### Exercise description
Print, word for word, the part of the Columbia rescue text between "Columbia's pilot, William" and "or nine hours.", inclusive.

### Document extract

February 13 (Day 29)
Rendezvous of Atlantis with Columbia
By February 13th, the men and women on board
Columbia are beginning to feel the effects of carbon
dioxide buildup in the cabin air—dizziness, headaches,
fatigue. Their supply of lithium hydroxide, the chemical that
clears out carbon dioxide, is almost depleted. But their
spirits revive as Atlantis comes into view through the
portholes.
Columbia's pilot, William "Willie" McCool, turns the
shuttle to a top-down position, with its payload bay open
toward Earth as it orbits. Atlantis eases up and
"stops" directly below and perpendicular to Columbia,
also with its payload bay open, so that the open bays face
each other. NASA has used a similar approach in the past, when
the shuttle has rendezvoused with Russia's Mir spacecraft. But
never before have two shuttles orbited in such close
proximity—just 20 to 30 feet from one another—for
an extended time. Transferring Columbia's crew may take
eight or nine hours.
February 13 (Day 29)
Rescue spacewalk
The first priority for Atlantis's two spacewalkers is
to take an emergency supply of lithium hydroxide to
Columbia. They extend a long, retractable pole to
bridge the gap between the shuttles and then move, hand over
hand, along the pole to cross over into Columbia's bay,
where Anderson and Brown, wearing Columbia's only two
spacewalking (EVA) suits, are stationed to help with the
operation. Atlantis's rescuers also carry over two
additional EVA suits, which they leave in Columbia's
airlock.
After helping Anderson and Brown make their way to
Atlantis, the rescuers install a laser reflector on
Columbia. A laser beamed from Atlantis's
Trajectory Control System will help the pilots of the two
shuttles maintain proximity.

### Excerpted records
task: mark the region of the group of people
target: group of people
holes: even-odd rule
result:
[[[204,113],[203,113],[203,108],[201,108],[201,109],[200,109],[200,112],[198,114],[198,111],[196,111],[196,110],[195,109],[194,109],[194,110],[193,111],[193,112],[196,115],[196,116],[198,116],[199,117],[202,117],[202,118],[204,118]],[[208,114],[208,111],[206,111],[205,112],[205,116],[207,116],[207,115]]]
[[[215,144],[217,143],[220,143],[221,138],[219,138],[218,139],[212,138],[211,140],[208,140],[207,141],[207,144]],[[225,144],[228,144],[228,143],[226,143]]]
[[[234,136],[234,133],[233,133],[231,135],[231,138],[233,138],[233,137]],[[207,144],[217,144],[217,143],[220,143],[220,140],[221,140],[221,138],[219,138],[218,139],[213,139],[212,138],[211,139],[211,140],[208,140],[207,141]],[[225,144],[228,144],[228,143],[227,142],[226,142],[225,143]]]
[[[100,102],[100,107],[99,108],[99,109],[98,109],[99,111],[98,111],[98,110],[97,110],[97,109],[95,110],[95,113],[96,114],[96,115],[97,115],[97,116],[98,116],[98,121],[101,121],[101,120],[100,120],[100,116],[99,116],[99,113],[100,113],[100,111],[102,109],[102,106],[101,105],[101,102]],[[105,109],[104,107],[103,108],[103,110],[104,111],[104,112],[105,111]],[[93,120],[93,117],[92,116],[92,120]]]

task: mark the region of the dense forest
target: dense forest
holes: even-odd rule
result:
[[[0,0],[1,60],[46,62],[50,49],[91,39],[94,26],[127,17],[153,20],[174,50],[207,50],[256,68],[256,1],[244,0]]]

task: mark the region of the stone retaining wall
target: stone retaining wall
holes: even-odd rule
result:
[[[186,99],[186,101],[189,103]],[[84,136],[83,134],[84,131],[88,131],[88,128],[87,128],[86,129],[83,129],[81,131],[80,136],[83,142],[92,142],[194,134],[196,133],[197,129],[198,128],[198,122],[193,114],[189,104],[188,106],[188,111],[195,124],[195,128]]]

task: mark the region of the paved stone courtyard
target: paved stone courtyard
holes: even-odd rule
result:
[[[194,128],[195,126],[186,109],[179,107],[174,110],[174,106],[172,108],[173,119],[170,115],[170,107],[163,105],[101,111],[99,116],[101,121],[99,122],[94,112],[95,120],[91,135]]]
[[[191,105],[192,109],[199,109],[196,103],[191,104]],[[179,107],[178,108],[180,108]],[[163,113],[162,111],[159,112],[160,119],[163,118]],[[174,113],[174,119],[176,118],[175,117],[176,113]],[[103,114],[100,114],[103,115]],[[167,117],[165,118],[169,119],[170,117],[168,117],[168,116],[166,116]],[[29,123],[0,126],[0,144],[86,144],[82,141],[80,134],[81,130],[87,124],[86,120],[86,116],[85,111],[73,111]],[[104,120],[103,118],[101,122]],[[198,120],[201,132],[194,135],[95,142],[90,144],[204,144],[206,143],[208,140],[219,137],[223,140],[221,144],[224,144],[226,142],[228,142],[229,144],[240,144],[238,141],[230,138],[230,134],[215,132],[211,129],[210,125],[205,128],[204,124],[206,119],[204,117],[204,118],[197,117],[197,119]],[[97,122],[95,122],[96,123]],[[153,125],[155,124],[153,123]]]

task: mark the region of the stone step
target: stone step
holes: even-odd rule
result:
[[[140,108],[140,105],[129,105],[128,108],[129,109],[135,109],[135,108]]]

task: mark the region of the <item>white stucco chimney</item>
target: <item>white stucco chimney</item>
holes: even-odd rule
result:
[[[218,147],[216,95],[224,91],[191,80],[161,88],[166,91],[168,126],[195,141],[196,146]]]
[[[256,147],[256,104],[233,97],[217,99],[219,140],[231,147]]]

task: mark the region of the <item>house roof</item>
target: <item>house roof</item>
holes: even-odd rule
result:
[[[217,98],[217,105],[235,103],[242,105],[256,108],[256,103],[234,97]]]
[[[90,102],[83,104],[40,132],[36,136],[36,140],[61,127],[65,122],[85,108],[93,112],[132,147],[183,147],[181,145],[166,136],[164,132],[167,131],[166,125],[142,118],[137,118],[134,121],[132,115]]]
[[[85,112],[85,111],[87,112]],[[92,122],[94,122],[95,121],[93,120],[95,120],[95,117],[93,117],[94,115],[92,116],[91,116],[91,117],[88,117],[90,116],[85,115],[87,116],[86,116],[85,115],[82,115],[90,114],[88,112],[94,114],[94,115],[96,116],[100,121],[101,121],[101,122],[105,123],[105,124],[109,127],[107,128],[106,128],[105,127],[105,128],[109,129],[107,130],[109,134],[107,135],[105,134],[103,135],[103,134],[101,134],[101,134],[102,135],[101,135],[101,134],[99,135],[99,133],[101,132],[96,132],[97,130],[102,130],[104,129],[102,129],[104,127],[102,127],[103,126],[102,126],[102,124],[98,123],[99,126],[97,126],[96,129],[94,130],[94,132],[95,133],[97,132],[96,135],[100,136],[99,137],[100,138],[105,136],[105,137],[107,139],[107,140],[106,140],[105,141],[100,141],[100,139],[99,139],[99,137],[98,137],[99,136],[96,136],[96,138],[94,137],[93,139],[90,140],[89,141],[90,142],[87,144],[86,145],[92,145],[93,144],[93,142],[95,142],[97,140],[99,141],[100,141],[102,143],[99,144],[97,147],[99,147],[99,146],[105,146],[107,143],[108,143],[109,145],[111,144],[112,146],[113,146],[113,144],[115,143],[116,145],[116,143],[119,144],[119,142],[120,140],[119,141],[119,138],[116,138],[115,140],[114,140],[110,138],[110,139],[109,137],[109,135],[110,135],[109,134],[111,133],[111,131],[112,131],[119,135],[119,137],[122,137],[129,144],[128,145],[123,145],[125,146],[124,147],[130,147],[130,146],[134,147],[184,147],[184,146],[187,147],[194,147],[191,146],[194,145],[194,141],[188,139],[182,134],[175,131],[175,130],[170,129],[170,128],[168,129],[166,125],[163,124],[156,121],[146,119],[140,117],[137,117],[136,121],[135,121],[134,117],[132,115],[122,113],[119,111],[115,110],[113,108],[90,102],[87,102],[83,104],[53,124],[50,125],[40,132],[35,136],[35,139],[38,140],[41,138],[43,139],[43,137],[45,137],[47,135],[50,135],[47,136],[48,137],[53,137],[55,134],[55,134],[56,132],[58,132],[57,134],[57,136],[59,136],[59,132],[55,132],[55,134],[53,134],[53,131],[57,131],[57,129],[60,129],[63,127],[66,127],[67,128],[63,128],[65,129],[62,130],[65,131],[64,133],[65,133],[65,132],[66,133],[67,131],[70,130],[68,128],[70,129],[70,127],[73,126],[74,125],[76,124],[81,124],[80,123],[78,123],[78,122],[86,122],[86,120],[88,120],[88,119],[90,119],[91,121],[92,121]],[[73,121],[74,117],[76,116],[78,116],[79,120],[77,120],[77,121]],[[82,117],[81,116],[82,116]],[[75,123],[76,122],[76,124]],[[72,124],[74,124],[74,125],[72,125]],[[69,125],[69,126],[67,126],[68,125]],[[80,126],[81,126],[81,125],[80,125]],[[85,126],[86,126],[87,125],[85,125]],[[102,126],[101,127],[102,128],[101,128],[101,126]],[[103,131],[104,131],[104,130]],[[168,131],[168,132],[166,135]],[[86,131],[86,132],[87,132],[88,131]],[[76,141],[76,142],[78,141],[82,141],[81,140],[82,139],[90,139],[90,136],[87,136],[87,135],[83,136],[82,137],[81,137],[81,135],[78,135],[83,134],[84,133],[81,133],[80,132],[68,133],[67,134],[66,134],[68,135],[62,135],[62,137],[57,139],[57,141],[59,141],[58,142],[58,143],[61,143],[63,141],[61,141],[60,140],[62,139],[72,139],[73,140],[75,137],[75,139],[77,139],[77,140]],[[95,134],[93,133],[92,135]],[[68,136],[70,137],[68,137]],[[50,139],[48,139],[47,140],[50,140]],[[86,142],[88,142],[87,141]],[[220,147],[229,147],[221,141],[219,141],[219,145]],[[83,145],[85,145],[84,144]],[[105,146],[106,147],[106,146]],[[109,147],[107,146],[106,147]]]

### Final answer
Columbia's pilot, William "Willie" McCool, turns the
shuttle to a top-down position, with its payload bay open
toward Earth as it orbits. Atlantis eases up and
"stops" directly below and perpendicular to Columbia,
also with its payload bay open, so that the open bays face
each other. NASA has used a similar approach in the past, when
the shuttle has rendezvoused with Russia's Mir spacecraft. But
never before have two shuttles orbited in such close
proximity—just 20 to 30 feet from one another—for
an extended time. Transferring Columbia's crew may take
eight or nine hours.